#### Stated exercise 1
Please return the passage of the camera excerpt from "He had purchased" up to and including "film enthusiasts today.", copied word for word.
#### Stated exercise 2
Answer these questions from the camera excerpt:
(a) What model was the narrator's gateway camera?
(b) For what trip did the narrator's dad buy it?
(c) What kind of batteries did it take?

#### Provided text
TANK | My Gateway Camera and Other Musings | Entry-level Cameras for Parents and Community Art & Darkroom Photography Classes at NCC Art Studio

My gateway camera was a Canon AS-6 Aqua Snappy. I found it in my dad’s nightstand alongside photo albums of his college days, gallon ziplock bags filled with undeveloped disposables, several broken family camcorders, and an old Pentax SLR.

He had purchased the Aqua Snappy in the early 90’s for a Caribbean snorkel, but had never used it, let alone taken it out of the box. It lay forgotten and unopened, with all its pristinely packaged accessories, until that fated day my 15-year-old self decided to snoop around my parent’s room for spare change. At a glance, it took easy to find 35mm film and AAA batteries, had auto exposure, and fixed-focus point-and-shoot appeal. I couldn’t resist. The bonus of such a find was that it could be shot underwater-- a feature which still garners it a cult following with film enthusiasts today.

Self-portrait taken with my TANK, Circa 2009.
Self-portrait taken with my TANK, Circa 2009.

#### Entries drawn from a collection

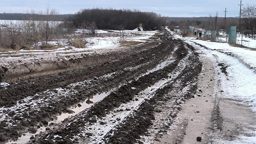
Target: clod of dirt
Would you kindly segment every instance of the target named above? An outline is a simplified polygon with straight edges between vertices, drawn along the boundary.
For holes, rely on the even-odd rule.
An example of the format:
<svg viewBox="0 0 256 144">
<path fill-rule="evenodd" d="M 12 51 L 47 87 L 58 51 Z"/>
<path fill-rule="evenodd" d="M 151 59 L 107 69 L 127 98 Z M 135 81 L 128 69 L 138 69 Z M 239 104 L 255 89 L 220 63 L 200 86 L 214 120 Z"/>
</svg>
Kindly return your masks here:
<svg viewBox="0 0 256 144">
<path fill-rule="evenodd" d="M 35 139 L 35 137 L 34 137 L 34 136 L 33 135 L 32 135 L 32 136 L 31 136 L 31 137 L 30 137 L 30 138 L 29 138 L 29 139 L 30 140 L 32 140 L 32 139 Z"/>
<path fill-rule="evenodd" d="M 198 141 L 201 141 L 201 140 L 202 140 L 202 137 L 197 137 L 196 138 L 196 140 Z"/>
<path fill-rule="evenodd" d="M 90 104 L 91 103 L 93 103 L 93 102 L 91 101 L 91 100 L 86 100 L 85 102 L 86 102 L 86 103 L 87 104 Z"/>
<path fill-rule="evenodd" d="M 5 137 L 4 135 L 0 135 L 0 141 L 4 141 L 5 140 Z"/>
<path fill-rule="evenodd" d="M 32 133 L 35 133 L 36 132 L 36 129 L 33 127 L 29 128 L 28 129 L 28 130 Z"/>
</svg>

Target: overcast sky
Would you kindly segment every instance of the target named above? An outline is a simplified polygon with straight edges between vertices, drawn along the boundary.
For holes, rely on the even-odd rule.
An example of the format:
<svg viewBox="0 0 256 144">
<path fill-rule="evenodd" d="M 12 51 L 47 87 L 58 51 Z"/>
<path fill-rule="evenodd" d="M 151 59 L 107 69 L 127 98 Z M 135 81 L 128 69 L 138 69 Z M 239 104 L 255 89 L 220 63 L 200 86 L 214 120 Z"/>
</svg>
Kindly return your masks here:
<svg viewBox="0 0 256 144">
<path fill-rule="evenodd" d="M 32 8 L 42 10 L 46 0 L 0 0 L 0 13 L 25 13 Z M 243 3 L 256 4 L 255 0 L 243 0 Z M 239 0 L 49 0 L 51 8 L 60 14 L 74 13 L 84 8 L 94 7 L 138 9 L 154 12 L 170 17 L 197 17 L 214 15 L 217 11 L 224 16 L 227 8 L 228 16 L 238 16 Z"/>
</svg>

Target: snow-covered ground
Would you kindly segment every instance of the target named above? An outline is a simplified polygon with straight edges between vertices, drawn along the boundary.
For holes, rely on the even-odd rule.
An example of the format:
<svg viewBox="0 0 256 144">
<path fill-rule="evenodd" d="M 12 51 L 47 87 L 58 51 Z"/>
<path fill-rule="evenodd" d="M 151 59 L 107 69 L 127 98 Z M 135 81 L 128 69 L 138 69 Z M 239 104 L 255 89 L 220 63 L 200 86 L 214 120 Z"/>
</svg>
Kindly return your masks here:
<svg viewBox="0 0 256 144">
<path fill-rule="evenodd" d="M 227 75 L 221 72 L 219 68 L 216 68 L 219 74 L 216 79 L 220 84 L 217 90 L 224 91 L 218 96 L 242 100 L 241 104 L 250 106 L 253 112 L 256 112 L 256 51 L 235 47 L 227 43 L 196 40 L 195 37 L 182 37 L 169 31 L 174 38 L 181 39 L 196 48 L 201 54 L 216 65 L 223 63 L 227 66 Z M 256 132 L 248 130 L 245 133 L 235 141 L 220 143 L 253 143 L 256 141 Z"/>
</svg>

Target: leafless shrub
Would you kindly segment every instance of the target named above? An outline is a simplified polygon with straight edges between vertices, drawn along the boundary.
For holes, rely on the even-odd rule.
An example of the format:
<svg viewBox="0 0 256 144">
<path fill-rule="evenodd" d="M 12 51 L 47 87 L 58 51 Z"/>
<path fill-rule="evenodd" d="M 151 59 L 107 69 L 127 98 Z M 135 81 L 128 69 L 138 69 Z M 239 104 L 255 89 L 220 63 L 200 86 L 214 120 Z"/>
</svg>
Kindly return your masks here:
<svg viewBox="0 0 256 144">
<path fill-rule="evenodd" d="M 187 21 L 183 21 L 181 23 L 180 25 L 179 29 L 180 31 L 180 34 L 183 37 L 187 36 L 188 34 L 188 32 L 189 31 L 189 26 L 188 22 Z"/>
<path fill-rule="evenodd" d="M 70 46 L 76 48 L 86 48 L 90 44 L 89 41 L 86 38 L 78 36 L 68 40 L 68 43 Z"/>
<path fill-rule="evenodd" d="M 119 31 L 120 35 L 118 39 L 118 43 L 121 43 L 121 42 L 126 40 L 127 36 L 125 32 L 125 26 L 121 24 L 119 26 L 119 28 L 120 29 Z"/>
<path fill-rule="evenodd" d="M 88 25 L 86 29 L 88 30 L 88 32 L 89 34 L 94 36 L 95 36 L 96 30 L 97 29 L 96 23 L 95 22 L 92 22 L 90 24 Z"/>
</svg>

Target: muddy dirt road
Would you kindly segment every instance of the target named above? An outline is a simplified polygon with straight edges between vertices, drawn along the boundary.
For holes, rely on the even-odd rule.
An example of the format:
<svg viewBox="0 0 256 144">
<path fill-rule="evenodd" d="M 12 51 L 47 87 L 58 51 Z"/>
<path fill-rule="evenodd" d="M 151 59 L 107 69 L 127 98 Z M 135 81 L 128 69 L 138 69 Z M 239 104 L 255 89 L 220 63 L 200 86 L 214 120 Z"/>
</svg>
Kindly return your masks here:
<svg viewBox="0 0 256 144">
<path fill-rule="evenodd" d="M 2 68 L 0 143 L 213 142 L 227 104 L 213 95 L 215 63 L 164 28 L 120 49 L 15 78 Z"/>
</svg>

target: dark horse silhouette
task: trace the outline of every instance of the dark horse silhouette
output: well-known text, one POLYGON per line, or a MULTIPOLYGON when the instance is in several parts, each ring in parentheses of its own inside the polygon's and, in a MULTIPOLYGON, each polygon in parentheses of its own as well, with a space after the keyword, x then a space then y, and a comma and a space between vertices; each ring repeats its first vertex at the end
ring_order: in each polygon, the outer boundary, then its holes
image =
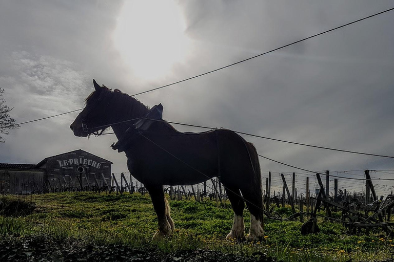
POLYGON ((244 237, 245 202, 250 212, 248 240, 263 236, 260 166, 251 143, 228 129, 181 133, 164 120, 154 121, 140 132, 127 120, 143 118, 149 112, 148 107, 117 90, 100 86, 94 80, 93 84, 95 91, 70 127, 74 135, 86 137, 110 126, 118 143, 128 142, 124 149, 127 167, 145 185, 157 215, 159 231, 154 237, 170 235, 174 230, 163 185, 193 185, 213 177, 220 177, 234 211, 227 237, 244 237), (130 139, 125 140, 125 136, 130 139))

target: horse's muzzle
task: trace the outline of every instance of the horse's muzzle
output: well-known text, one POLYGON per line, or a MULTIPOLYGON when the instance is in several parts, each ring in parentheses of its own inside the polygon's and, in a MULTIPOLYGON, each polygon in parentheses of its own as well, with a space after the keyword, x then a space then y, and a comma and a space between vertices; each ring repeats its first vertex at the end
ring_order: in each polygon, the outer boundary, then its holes
POLYGON ((73 123, 70 126, 70 128, 72 130, 74 135, 76 137, 86 137, 88 136, 88 134, 84 132, 81 125, 76 125, 75 123, 73 123))

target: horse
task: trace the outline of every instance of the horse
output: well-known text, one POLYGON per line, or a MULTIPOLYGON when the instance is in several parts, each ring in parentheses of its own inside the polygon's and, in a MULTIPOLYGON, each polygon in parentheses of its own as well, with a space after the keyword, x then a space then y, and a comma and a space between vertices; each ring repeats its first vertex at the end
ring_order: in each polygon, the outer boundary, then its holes
POLYGON ((70 127, 75 136, 87 137, 101 135, 110 126, 118 143, 128 142, 123 145, 126 145, 124 151, 127 167, 145 186, 157 215, 159 230, 153 238, 170 236, 175 229, 164 185, 193 185, 217 177, 234 213, 227 237, 245 239, 246 202, 250 213, 247 240, 262 239, 261 174, 257 151, 252 143, 226 129, 182 133, 162 119, 153 121, 149 128, 140 132, 133 122, 143 119, 149 112, 148 107, 119 90, 100 86, 94 79, 93 85, 94 90, 85 100, 85 108, 70 127))

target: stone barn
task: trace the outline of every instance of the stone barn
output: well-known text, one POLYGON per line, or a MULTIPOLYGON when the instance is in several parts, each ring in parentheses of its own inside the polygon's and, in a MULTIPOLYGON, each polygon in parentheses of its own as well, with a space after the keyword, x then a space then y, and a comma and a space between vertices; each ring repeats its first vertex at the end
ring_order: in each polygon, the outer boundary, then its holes
POLYGON ((37 164, 0 163, 0 192, 25 194, 110 186, 112 164, 82 149, 49 157, 37 164))

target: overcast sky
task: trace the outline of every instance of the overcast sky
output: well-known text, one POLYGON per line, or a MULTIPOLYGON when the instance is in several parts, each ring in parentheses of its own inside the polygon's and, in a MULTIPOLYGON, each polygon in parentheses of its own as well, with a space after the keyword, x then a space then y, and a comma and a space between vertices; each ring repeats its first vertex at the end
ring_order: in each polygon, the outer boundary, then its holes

#### Complete output 1
He had purchased the Aqua Snappy in the early 90’s for a Caribbean snorkel, but had never used it, let alone taken it out of the box. It lay forgotten and unopened, with all its pristinely packaged accessories, until that fated day my 15-year-old self decided to snoop around my parent’s room for spare change. At a glance, it took easy to find 35mm film and AAA batteries, had auto exposure, and fixed-focus point-and-shoot appeal. I couldn’t resist. The bonus of such a find was that it could be shot underwater-- a feature which still garners it a cult following with film enthusiasts today.

#### Complete output 2
(a) A Canon AS-6 Aqua Snappy.
(b) A Caribbean snorkel.
(c) AAA batteries.